_Requirement:_
Lines to restate from the data below: from the one containing "# Target: man in dark suit" to the one containing "# Target: chair leg", both included. Give them again exactly, and only them.

_Natural language region descriptions:_
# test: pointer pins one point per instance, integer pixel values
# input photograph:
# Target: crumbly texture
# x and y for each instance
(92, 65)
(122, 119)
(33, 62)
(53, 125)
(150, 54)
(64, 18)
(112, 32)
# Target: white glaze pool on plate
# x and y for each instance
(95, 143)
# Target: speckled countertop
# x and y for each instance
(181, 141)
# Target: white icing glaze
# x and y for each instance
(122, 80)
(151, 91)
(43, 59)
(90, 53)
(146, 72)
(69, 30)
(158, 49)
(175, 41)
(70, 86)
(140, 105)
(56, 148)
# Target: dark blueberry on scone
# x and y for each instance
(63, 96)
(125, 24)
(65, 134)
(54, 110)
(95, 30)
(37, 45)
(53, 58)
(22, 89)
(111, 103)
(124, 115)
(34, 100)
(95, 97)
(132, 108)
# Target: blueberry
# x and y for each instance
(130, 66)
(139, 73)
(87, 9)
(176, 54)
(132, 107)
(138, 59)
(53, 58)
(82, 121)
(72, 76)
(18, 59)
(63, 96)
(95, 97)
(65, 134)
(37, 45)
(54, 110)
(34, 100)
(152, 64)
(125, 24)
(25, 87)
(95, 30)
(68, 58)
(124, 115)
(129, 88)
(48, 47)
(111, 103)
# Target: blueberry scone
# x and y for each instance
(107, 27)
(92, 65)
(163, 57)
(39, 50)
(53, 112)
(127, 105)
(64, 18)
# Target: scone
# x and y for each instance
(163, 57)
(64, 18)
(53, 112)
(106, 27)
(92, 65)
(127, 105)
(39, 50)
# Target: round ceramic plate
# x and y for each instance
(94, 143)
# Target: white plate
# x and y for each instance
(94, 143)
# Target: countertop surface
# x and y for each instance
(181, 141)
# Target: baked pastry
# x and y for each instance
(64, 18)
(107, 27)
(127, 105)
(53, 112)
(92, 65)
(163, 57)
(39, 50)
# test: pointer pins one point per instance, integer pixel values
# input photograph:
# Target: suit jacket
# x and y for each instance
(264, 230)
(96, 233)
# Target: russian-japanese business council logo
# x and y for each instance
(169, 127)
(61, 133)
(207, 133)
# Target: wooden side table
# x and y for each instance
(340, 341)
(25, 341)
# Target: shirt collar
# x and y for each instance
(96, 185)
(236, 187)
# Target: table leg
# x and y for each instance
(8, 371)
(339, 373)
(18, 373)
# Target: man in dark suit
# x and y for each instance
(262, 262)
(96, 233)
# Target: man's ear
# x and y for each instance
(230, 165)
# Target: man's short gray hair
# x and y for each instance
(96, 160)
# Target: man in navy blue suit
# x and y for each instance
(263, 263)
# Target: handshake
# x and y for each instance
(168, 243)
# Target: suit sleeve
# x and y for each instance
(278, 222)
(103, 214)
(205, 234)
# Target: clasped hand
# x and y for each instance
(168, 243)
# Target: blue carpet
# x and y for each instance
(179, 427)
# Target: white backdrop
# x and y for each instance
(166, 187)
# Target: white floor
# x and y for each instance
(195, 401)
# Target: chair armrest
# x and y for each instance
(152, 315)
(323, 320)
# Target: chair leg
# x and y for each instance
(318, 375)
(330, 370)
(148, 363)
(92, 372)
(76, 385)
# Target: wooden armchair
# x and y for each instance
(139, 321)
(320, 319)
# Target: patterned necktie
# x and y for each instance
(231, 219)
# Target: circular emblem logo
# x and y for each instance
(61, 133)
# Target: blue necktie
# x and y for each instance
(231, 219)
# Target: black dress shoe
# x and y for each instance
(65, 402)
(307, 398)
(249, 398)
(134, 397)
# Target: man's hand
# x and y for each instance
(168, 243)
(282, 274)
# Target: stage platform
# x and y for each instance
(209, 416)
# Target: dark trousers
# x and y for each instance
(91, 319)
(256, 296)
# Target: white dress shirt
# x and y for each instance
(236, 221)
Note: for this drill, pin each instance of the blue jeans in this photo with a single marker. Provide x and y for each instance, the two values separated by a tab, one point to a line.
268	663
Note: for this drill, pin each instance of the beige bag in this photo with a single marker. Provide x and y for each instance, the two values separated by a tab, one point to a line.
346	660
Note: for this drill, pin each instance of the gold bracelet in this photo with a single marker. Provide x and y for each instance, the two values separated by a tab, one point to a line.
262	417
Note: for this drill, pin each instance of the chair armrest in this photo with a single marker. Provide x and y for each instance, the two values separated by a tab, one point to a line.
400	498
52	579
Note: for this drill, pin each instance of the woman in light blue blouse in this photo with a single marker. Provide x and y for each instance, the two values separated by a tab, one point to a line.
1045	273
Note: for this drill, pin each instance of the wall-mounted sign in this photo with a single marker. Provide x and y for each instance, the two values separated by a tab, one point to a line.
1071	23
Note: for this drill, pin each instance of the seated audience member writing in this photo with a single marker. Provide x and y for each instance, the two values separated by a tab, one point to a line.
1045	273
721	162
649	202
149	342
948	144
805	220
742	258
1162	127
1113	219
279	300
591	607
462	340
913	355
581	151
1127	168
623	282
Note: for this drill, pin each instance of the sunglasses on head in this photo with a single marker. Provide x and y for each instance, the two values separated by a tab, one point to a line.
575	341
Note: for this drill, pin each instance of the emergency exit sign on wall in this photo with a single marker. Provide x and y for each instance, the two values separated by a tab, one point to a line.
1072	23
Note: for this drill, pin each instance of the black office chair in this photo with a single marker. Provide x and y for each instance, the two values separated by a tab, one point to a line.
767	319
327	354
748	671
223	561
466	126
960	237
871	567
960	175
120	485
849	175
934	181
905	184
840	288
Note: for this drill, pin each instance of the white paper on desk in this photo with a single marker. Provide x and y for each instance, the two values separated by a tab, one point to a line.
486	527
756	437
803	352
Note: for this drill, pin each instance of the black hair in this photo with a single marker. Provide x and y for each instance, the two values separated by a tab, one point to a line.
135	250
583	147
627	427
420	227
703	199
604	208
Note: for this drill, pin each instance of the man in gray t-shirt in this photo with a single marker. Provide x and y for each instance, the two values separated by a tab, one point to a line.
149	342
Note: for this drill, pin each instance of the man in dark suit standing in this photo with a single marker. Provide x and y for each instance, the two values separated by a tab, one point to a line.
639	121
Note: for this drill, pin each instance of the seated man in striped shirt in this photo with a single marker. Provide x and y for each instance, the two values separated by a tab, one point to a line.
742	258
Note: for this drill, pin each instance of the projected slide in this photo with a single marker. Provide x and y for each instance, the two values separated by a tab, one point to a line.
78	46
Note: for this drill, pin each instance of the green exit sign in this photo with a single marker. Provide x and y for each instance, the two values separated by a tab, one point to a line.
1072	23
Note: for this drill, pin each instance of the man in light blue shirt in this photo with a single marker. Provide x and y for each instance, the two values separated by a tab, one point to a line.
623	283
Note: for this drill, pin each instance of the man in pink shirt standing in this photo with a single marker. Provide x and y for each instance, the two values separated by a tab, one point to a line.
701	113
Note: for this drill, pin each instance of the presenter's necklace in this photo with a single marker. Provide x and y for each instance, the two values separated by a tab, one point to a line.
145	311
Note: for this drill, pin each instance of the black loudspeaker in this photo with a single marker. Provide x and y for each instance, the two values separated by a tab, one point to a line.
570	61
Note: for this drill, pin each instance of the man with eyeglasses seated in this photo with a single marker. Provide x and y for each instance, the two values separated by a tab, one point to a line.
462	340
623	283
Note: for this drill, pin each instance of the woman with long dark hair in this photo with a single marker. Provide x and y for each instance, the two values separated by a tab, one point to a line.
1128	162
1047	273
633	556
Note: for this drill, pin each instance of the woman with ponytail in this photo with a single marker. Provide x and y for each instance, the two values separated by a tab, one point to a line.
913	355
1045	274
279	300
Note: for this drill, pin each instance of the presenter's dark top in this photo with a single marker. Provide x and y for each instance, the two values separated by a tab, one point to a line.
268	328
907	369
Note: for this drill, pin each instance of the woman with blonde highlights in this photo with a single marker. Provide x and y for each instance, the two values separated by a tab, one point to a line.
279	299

_Final answer:_
# Target: man in dark suit
# x and y for each instance
(262, 262)
(96, 233)
# Target: man's ear
# x and y for each instance
(230, 165)
# Target: man's short gray hair
# x and y for each instance
(96, 160)
# Target: man in navy blue suit
# x and y for each instance
(263, 263)
# Target: handshake
# x and y for each instance
(168, 243)
# Target: suit sleeve
# x and y for each instance
(278, 222)
(103, 214)
(205, 234)
# Target: clasped hand
# x and y for each instance
(168, 243)
# Target: blue carpet
# x and y for each instance
(179, 427)
# Target: white backdrop
# x and y for each instance
(166, 187)
# Target: white floor
# x and y for each instance
(195, 401)
# Target: chair armrest
# x and y for each instance
(152, 315)
(323, 320)
# Target: chair leg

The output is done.